| Provided passage |

.....

2003 Hokkaido gubernatorial election
| 13 April 2003 |
- Turnout: 61.81%
| Nominee | Harumi Takahashi | Yoshio Hachiro |  |
| Party | Independent | Independent |
| Popular vote | 798,317 | 736,231 |
| Governor before election Tatsuya Hori Independent | Elected Governor Harumi Takahashi Independent |

= 2003 Hokkaido gubernatorial election =

Election for Governor of Hokkaido

A gubernatorial election was held on 13 April 2003 to elect the Governor of Hokkaido Prefecture.

==Candidates==
- Harumi Takahashi – former director of Hokkaido Bureau of Economy, Trade and Industry, age 49.
- Yoshio Hachiro – member of the House of Representatives, age 55.
- Ken'ichi Isoda – former vice-governor of Hokkaido, age 58.
- Hideko Itō – lawyer and former representative, age 59.

.....

| Provided data |
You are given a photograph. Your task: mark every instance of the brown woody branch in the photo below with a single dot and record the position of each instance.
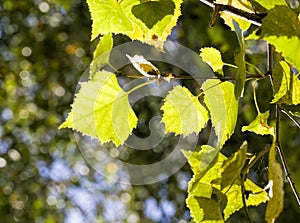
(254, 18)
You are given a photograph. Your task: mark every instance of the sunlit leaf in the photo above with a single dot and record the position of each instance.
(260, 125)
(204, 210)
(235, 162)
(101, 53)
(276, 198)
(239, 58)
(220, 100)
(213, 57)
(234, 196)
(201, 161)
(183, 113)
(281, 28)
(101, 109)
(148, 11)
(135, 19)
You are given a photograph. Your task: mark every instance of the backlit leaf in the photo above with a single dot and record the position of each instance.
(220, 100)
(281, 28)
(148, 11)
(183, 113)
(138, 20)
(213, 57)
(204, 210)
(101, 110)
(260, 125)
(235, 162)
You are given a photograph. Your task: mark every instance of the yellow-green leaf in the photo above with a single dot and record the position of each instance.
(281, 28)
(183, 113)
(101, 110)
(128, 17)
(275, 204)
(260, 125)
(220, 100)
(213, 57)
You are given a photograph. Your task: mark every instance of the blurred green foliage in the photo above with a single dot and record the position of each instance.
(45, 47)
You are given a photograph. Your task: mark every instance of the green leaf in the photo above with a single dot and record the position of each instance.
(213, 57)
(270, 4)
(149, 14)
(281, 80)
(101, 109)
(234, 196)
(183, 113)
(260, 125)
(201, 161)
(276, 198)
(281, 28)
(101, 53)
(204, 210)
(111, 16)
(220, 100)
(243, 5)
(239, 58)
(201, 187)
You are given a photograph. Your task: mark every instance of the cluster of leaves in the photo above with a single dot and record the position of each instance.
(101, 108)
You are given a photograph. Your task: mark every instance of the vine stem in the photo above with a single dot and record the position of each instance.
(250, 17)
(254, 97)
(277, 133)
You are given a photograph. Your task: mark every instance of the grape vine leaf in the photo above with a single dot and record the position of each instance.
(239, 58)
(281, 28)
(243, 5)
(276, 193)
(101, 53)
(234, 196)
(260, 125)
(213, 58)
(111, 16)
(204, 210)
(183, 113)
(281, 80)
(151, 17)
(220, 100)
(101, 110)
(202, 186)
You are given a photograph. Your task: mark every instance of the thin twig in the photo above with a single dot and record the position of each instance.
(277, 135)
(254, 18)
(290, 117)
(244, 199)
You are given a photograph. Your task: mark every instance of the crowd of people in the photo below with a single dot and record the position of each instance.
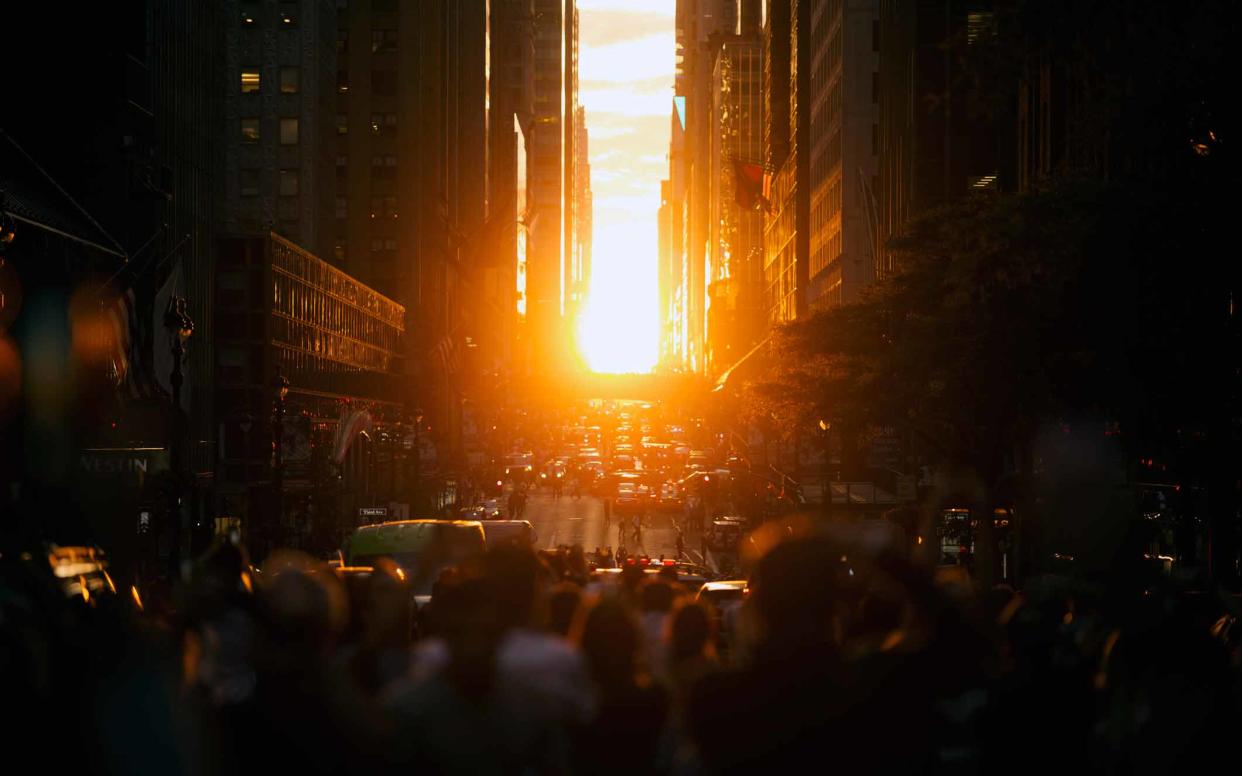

.....

| Tasks and exercises |
• 1. Write out the part of the Hokkaido election text starting with "Election for Governor" and going on through "Industry, age 49.".
• 2. Pick up the 2003 Hokkaido gubernatorial election text after its last line and carry it forward.
The listing has no connection to the Hokkaido election text.

| Expected outputs |
• 1.
Election for Governor of Hokkaido

A gubernatorial election was held on 13 April 2003 to elect the Governor of Hokkaido Prefecture.

==Candidates==
- Harumi Takahashi – former director of Hokkaido Bureau of Economy, Trade and Industry, age 49.

• 2.
- Yoshihide Sakai (酒井芳秀, Sakai Yoshihide) – president of the Hokkaido Prefectural Assembly and later mayor of Shinhidaka, Hokkaido, age 58.
- Shunroku Wakayama (若山俊六, Wakayama Shunroku) – chairman of the Hokkaido Teachers Association, age 64.
- Norimasa Ueno (上野憲正, Ueno Norimasa) – ex-director of the Hokkaido Finance Bureau, age 58.
- Tokuo Yamada (山田得生, Yamada Tokuo) – unemployed and later 2009 town council candidate at Yūbetsu, Hokkaido, age 44.
- Toshio Tsuzuki – agronomist and 1991 Hokkaido gubernatorial election candidate, age 72.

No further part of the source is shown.